To do |
I'd like every line in the following listing that holds "balloon" copied.

Material provided START

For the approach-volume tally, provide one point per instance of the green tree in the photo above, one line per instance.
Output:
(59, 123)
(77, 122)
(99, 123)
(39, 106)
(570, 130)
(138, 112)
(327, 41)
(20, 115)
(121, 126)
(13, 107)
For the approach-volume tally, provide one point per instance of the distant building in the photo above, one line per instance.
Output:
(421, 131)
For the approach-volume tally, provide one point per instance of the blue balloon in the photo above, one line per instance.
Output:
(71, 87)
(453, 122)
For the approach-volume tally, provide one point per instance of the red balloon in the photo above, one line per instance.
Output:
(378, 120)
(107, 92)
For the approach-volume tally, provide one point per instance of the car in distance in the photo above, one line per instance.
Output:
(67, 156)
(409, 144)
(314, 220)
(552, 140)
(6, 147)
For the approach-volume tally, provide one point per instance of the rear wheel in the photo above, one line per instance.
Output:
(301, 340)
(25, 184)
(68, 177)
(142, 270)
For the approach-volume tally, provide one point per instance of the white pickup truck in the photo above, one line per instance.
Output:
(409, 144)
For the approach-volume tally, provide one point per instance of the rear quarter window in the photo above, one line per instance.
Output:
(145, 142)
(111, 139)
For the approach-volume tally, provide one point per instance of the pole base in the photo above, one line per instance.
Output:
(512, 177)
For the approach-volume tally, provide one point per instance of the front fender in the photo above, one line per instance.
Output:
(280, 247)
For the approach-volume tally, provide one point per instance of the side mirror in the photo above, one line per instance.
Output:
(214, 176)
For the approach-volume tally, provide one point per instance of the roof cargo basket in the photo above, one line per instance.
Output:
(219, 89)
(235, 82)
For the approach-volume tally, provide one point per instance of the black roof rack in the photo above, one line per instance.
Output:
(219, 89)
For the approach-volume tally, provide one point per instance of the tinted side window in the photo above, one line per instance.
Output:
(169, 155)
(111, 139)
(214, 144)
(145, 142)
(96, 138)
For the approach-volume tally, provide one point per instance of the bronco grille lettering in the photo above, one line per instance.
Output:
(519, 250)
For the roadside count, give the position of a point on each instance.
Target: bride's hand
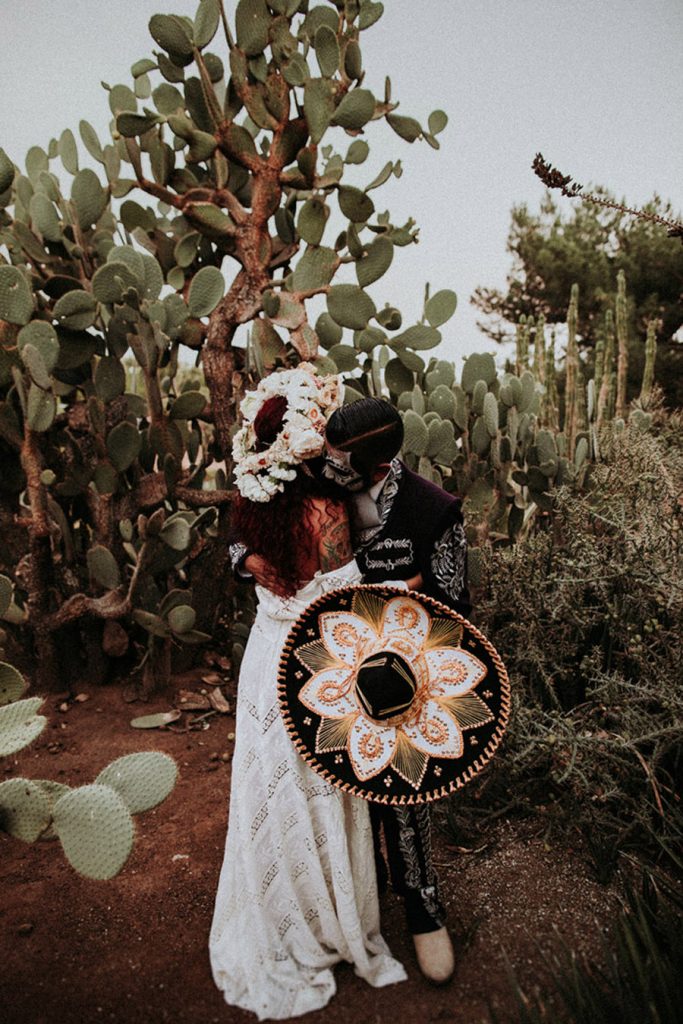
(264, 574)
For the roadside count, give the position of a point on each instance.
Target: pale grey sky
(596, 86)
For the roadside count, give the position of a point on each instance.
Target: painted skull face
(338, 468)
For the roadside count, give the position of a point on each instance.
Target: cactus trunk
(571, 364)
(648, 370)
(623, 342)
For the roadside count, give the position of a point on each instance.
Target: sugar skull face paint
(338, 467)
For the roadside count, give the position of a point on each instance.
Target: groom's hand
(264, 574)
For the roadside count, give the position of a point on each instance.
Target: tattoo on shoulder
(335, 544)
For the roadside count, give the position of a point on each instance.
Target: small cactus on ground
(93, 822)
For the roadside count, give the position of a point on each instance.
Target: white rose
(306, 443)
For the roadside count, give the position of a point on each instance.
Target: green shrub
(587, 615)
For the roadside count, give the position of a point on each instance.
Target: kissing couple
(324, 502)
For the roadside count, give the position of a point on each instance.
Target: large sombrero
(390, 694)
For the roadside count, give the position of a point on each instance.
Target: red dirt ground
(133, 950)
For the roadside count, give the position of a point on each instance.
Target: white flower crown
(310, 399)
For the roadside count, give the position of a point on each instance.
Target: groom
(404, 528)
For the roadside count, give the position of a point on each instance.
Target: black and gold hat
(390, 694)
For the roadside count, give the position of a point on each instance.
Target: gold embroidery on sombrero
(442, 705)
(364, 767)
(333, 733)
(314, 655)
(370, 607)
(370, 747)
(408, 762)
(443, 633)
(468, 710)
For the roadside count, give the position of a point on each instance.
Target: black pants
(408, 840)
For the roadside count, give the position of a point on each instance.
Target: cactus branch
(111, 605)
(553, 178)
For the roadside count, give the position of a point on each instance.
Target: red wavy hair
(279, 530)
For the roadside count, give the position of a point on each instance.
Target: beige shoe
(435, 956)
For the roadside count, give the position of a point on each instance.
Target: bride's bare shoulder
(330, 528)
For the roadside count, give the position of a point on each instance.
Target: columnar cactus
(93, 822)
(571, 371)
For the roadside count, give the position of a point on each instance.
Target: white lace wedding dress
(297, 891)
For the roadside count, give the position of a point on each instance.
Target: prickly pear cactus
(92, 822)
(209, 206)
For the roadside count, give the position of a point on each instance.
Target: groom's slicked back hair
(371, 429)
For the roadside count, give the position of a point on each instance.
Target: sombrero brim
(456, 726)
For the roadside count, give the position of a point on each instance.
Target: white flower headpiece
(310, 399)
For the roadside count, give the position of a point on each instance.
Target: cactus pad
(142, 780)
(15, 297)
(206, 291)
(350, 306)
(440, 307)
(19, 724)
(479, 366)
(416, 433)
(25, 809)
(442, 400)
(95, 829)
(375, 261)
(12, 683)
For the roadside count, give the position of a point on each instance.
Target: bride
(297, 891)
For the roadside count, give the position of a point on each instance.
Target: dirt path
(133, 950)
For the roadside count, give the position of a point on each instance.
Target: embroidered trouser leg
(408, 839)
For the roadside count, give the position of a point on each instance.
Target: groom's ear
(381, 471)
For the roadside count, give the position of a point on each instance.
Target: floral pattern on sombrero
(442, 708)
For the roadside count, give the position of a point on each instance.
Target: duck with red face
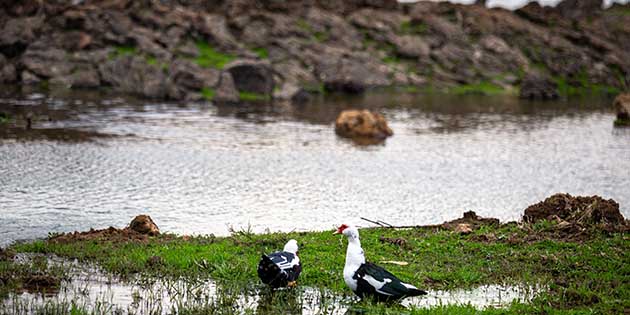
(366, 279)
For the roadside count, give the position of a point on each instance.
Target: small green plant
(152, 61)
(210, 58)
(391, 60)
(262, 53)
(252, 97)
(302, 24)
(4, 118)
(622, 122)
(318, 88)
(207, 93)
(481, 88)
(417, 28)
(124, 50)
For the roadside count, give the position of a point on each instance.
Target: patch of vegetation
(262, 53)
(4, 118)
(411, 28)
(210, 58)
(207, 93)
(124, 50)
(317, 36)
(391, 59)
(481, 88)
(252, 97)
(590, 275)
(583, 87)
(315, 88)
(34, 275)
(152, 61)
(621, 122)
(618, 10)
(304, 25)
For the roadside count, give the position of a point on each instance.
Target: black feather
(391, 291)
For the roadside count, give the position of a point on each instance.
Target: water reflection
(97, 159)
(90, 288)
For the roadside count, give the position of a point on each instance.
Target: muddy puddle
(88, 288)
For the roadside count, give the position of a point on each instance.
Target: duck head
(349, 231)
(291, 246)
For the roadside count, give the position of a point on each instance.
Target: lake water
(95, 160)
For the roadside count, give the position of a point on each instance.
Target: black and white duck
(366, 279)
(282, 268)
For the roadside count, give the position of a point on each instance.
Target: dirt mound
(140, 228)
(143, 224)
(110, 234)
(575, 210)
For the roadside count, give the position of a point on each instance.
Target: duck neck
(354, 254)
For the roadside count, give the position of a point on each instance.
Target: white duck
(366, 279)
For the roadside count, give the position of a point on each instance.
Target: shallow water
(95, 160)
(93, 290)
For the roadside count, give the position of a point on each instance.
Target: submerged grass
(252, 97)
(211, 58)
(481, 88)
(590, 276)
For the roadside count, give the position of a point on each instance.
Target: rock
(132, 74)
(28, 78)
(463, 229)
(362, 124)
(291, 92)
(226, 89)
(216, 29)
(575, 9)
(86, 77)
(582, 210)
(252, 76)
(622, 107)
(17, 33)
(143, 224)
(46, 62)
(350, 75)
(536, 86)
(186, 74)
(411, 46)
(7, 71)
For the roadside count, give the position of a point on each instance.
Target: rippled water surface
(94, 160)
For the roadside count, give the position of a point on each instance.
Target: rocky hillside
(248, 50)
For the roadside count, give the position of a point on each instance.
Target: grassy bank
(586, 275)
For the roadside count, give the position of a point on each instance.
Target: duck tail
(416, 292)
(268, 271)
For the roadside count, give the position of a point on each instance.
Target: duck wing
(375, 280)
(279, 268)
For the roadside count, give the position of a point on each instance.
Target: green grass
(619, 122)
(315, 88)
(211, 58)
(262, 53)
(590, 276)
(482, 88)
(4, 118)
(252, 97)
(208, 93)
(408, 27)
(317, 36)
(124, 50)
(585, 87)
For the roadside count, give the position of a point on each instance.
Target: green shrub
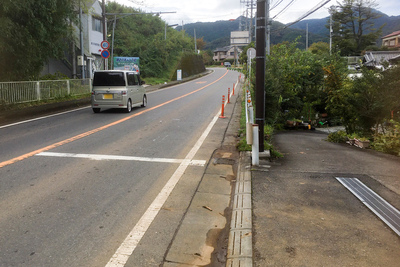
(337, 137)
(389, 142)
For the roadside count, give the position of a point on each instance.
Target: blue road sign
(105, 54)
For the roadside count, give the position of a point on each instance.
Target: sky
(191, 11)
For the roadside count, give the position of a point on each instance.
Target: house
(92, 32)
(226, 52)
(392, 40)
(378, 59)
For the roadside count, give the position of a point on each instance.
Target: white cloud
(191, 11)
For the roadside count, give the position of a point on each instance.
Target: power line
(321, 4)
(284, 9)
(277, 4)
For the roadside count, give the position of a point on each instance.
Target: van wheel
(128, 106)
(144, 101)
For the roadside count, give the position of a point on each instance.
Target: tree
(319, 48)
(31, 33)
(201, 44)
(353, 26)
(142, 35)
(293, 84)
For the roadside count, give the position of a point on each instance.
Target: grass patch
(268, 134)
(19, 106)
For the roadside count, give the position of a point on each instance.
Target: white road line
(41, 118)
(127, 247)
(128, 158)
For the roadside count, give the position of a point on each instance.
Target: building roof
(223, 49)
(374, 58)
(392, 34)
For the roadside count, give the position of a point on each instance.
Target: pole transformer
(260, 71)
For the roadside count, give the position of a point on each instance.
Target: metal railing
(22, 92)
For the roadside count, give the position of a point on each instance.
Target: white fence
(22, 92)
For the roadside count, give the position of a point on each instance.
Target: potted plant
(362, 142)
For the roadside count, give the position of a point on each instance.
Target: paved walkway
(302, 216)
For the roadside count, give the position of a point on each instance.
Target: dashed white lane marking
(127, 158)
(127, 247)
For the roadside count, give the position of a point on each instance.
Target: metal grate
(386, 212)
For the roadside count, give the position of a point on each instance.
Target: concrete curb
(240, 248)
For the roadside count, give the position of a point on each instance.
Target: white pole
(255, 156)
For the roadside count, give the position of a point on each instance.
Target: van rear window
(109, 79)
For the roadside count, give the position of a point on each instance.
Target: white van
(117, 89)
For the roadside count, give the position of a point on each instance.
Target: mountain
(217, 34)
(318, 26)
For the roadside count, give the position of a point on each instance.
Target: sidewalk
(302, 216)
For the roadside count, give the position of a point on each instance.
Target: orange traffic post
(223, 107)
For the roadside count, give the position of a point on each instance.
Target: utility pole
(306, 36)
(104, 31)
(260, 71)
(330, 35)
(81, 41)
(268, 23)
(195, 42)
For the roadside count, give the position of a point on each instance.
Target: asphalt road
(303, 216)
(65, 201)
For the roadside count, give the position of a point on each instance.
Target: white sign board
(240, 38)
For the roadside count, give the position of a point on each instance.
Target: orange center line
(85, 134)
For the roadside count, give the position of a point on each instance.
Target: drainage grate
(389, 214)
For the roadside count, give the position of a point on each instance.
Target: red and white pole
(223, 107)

Material provided END

Response |
For the approach-volume tally, provide one point per instance of the blue balloon in the photo above, one line per instance.
For the approach-volume tally, provide one point per instance of the red balloon in the photo above, one line per instance.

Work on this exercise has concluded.